▶ _GIVEN PASSAGE_
"""

No, image to image is the research field or application field where we take an image, we do some magic with it and then something comes out of it. But it is again an image.
JD: Okay, that's really abstract. So do we have something we can really replicate that to?
JH: One thing that people like to do is, for example, do Snapchat filters, right? Take my face and make it look like a goofy little dog or something like that. And that would be an image to image task.
And just in general, like we're talking about, for example, like deep learning only solutions. One of the earliest things I came in contact with was something called style transfer, where you would take an image and then take another image like a painting from Van Gogh or something and then say, hey, take my image and make it look like it was painted by Van Gogh and then use learning model to our neural network to generate an image that looks like that.
JD: Could I also take my picture? Picture of myself?
JH: You can. We could take a picture from Van Gogh and a picture from you and then say, make the painting from Van Gogh look like it was a photo taken of Johannes Dienst. I don't know what the outcome would be, but yeah, interesting question.

"""

▶ _PROVIDED INFORMATION_
"""

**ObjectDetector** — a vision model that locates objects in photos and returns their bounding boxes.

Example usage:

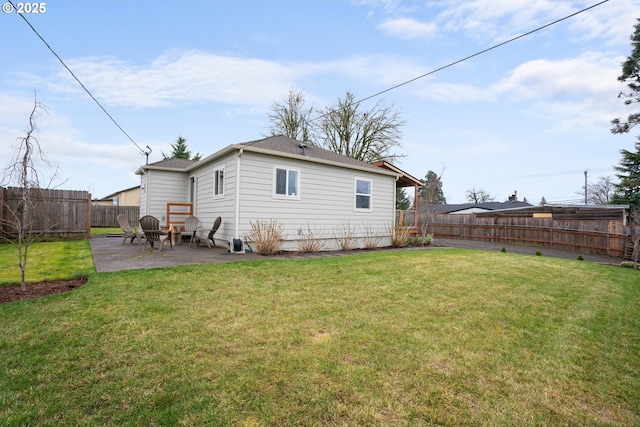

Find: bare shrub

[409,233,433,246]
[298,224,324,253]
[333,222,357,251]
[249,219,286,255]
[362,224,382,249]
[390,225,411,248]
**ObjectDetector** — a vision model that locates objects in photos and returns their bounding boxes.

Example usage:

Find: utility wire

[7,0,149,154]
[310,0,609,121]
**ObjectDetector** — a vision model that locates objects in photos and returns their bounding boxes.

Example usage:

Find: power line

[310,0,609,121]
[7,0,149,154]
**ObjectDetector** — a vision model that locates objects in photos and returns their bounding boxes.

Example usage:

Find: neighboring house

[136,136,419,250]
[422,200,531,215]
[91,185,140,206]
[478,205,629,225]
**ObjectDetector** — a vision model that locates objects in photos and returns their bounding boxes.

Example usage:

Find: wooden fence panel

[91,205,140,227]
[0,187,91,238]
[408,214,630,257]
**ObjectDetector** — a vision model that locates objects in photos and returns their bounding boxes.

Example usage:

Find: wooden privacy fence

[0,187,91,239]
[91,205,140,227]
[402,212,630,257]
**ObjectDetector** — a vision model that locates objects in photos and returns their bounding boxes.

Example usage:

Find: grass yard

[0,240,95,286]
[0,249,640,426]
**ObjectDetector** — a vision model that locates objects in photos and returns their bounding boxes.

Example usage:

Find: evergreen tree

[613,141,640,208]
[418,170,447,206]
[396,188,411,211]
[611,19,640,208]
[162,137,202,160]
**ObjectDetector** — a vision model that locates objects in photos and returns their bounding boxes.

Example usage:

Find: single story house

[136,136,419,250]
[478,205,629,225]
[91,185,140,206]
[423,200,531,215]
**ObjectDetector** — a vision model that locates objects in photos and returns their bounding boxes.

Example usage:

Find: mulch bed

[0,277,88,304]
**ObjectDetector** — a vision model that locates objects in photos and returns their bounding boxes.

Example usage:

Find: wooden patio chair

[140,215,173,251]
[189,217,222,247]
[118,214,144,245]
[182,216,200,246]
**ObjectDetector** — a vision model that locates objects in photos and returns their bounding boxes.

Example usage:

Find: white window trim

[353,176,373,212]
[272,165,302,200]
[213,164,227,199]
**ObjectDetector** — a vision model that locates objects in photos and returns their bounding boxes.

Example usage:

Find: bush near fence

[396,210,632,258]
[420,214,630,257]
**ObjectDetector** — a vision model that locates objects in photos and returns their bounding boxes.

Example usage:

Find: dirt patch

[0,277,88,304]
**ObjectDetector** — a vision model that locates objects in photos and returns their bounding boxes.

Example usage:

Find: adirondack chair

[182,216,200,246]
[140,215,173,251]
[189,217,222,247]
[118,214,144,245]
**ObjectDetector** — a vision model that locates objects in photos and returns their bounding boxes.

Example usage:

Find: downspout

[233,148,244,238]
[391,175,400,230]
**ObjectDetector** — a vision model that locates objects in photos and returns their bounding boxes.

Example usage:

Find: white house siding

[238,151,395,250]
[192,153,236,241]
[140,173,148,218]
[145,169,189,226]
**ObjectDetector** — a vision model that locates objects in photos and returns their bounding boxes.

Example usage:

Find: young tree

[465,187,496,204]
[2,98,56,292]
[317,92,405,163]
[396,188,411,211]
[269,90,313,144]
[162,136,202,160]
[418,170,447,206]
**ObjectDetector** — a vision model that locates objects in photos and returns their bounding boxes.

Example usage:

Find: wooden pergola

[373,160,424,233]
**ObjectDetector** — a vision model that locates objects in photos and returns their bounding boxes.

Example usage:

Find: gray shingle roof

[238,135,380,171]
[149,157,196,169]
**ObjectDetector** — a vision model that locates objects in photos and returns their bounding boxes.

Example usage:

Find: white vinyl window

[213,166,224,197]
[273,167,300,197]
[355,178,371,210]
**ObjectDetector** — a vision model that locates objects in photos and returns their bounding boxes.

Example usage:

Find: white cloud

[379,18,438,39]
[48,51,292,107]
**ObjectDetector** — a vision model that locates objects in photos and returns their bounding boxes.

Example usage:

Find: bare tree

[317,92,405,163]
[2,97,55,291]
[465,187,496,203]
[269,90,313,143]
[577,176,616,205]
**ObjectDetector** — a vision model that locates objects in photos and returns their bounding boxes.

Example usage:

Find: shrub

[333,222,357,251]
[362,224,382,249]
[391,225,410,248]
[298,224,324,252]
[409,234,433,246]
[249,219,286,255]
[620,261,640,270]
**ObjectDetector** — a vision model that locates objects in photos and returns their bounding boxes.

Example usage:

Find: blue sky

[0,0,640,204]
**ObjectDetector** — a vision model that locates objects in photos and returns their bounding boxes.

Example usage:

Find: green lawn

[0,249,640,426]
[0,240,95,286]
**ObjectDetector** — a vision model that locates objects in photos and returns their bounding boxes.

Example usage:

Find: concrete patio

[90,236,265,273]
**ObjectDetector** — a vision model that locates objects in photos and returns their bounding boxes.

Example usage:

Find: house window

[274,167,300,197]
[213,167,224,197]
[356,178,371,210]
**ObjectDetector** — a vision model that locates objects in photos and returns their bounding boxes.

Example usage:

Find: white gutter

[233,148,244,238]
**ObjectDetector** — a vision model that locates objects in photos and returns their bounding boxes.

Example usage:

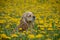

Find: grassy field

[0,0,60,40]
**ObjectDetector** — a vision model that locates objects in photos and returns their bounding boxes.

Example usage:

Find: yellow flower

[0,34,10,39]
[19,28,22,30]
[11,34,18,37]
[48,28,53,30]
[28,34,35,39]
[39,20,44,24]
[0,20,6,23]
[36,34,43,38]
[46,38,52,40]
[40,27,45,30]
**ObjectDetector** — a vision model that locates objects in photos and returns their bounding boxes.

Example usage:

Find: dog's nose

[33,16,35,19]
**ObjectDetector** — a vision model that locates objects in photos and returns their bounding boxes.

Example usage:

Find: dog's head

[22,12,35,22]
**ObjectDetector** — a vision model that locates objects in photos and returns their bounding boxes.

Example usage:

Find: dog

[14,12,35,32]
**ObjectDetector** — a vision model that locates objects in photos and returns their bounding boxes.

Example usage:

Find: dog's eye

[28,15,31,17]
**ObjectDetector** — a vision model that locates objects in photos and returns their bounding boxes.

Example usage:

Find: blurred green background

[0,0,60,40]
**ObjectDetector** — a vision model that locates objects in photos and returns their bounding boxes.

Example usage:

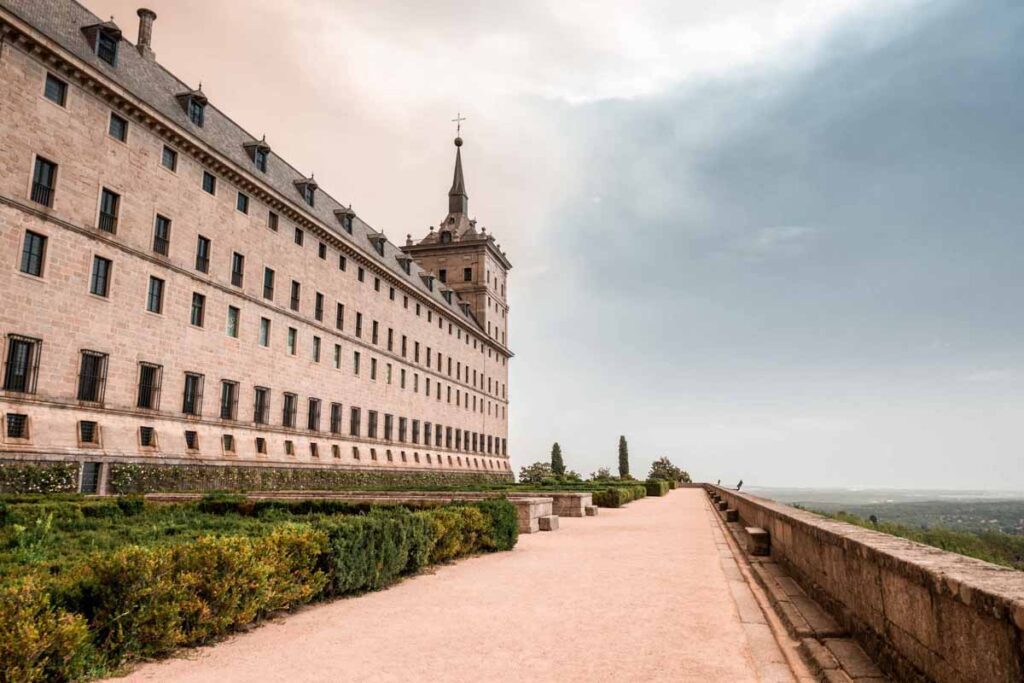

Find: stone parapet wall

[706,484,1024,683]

"""

▶ _GOALS_
1. Copy from the conversation about image-to-image tasks, starting with "And just in" and going on through "looks like that.".
2. Name every proper noun written out in full in the conversation about image-to-image tasks, leaving out the speaker initials.
3. Carry the conversation about image-to-image tasks forward from its final line.

▶ _TASK RESULTS_
1.
And just in general, like we're talking about, for example, like deep learning only solutions. One of the earliest things I came in contact with was something called style transfer, where you would take an image and then take another image like a painting from Van Gogh or something and then say, hey, take my image and make it look like it was painted by Van Gogh and then use learning model to our neural network to generate an image that looks like that.

2.
Snapchat
Van Gogh
Johannes Dienst

3.
JD: I also saw a few startups providing something like headshots, which sounds a little bit brutal, but actually headshots in English are a shot of yourself where you upload five to ten pictures and then they generate a model for you and you can generate a bunch of headshots for your social media, for example.
JH: Yeah, that's a pretty cool application. Makes total sense. If I don't have to buy like a suit to get a nice photo of me and just have to take a photo of my face and get the suit for free, that sounds like a cheaper solution. So image to image translation is the technique.
JD: And I remember Adobe made a lot of buzz a few weeks ago where they said, yeah, you can now do image editing by just selecting an area and remove something or add something. Is that also image to image translation?
JH: Yeah.
JH: You put an image in, you do something and an image comes out. That is also image to image. I think like one of the main buzzwords and something that Adobe has been doing for quite some time now is something called inpainting, where you would, for example, remove an area of an image.
Like, for example, you take a picture of yourself and in the background, like some industrial chimney or something you don't want to be there, then you kind of mark it as something you want to have inpainted. And then you have a model that can take the context of the image or maybe also some conditioning, like a word you say or a text where you describe what you want to have filled in there and then fill this area with the respective content. And that's been done for quite a while, but most recently it's again gained popularity due to models like stable diffusion, because there you have a lot of control how the inpainting actually happens and what you see in those areas.
JD: You mentioned mid-journey, so we will come to that later. Actually, I decided just right now.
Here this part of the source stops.